Input rows:
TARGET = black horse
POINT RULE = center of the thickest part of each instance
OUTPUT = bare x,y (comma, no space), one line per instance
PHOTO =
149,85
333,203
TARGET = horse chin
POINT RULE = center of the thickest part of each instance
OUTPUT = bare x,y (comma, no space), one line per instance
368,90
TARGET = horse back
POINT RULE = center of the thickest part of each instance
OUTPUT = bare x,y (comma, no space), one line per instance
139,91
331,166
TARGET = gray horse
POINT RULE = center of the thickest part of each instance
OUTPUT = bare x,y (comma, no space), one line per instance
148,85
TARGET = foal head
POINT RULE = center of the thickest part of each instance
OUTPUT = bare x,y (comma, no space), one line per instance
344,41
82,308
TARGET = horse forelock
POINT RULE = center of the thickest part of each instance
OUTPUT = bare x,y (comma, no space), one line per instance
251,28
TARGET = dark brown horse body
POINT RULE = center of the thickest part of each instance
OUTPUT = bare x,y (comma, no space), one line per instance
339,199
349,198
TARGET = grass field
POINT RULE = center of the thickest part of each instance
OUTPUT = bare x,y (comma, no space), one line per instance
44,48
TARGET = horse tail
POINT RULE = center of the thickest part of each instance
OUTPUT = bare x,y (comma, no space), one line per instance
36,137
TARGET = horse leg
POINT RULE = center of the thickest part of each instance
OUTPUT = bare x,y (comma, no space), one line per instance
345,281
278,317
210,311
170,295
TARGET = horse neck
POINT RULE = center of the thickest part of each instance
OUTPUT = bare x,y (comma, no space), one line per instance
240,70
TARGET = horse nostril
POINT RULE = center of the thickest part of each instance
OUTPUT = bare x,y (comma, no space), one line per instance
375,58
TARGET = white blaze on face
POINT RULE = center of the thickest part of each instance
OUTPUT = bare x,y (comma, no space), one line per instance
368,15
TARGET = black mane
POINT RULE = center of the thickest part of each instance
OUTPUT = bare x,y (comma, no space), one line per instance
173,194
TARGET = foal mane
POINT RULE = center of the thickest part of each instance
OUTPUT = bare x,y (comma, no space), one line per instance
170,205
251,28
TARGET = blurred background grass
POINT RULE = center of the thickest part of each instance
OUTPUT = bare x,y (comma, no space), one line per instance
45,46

What you will do: Print the records above exactly as they appear.

Reply:
TARGET = black horse
POINT RULE = center of the thickest part of each instance
OUTPUT = bare x,y (comma, no space), one line per instance
PHOTO =
149,85
333,203
TARGET = horse chin
POINT RULE = center of the thickest part of each instance
OUTPUT = bare x,y (comma, no space), one line per instance
368,90
TARGET = horse back
POINT RULE = center of the thickest part of each instance
OUTPUT = bare x,y (comma, no space), one line per instance
139,91
331,166
TARGET = gray horse
POINT RULE = center of the thickest part of each instance
OUTPUT = bare x,y (comma, no space), one line per instance
148,85
TARGET = foal head
POINT RULE = center of the thickest part of each instance
OUTPUT = bare x,y (comma, no space), one line per instance
344,41
82,308
TARGET = horse forelock
POINT RULE = center of the thickest part of each instance
OUTPUT = bare x,y (comma, no space), one line per instance
251,28
TARGET = dark brown horse body
POINT RULE = center of the thickest part of each instance
OUTPUT = bare x,y (comma, no space), one line per instance
339,199
349,198
TARGET = grass field
POINT RULE = center of the thickest part of each instance
OUTPUT = bare x,y (comma, no space), one line per instance
44,48
TARGET = horse tail
POINT RULE = center of the thickest part of each instance
OUTPUT = bare x,y (comma, no space), one line per instance
36,137
TARGET = horse leg
POINT RULE = center of the thickest part of each instance
OUTPUT = bare x,y (comma, no space), one line per instance
345,281
278,317
210,311
170,295
TARGET = horse neck
POINT RULE = center of the thickest part of each instance
OUTPUT = bare x,y (comma, no space), one line per instance
240,70
TARGET = horse nostril
POINT RULE = center of the thickest part of each instance
OUTPUT = bare x,y (comma, no space), one line per instance
375,58
TARGET = white blaze on face
POINT RULE = center of the thickest part of each instance
OUTPUT = bare x,y (comma, no space), one line per instance
368,15
TARGET = black mane
POINT RULE = center of the thickest part of each instance
OUTPUT = bare x,y (comma, no space), one line per instance
173,194
TARGET = foal mane
POINT RULE = center of the thickest part of each instance
OUTPUT = bare x,y (comma, no space), one line per instance
170,205
251,28
TARGET = blurred background grass
POINT RULE = center of the thickest part of each instance
OUTPUT = bare x,y (comma, no space), one line per instance
45,46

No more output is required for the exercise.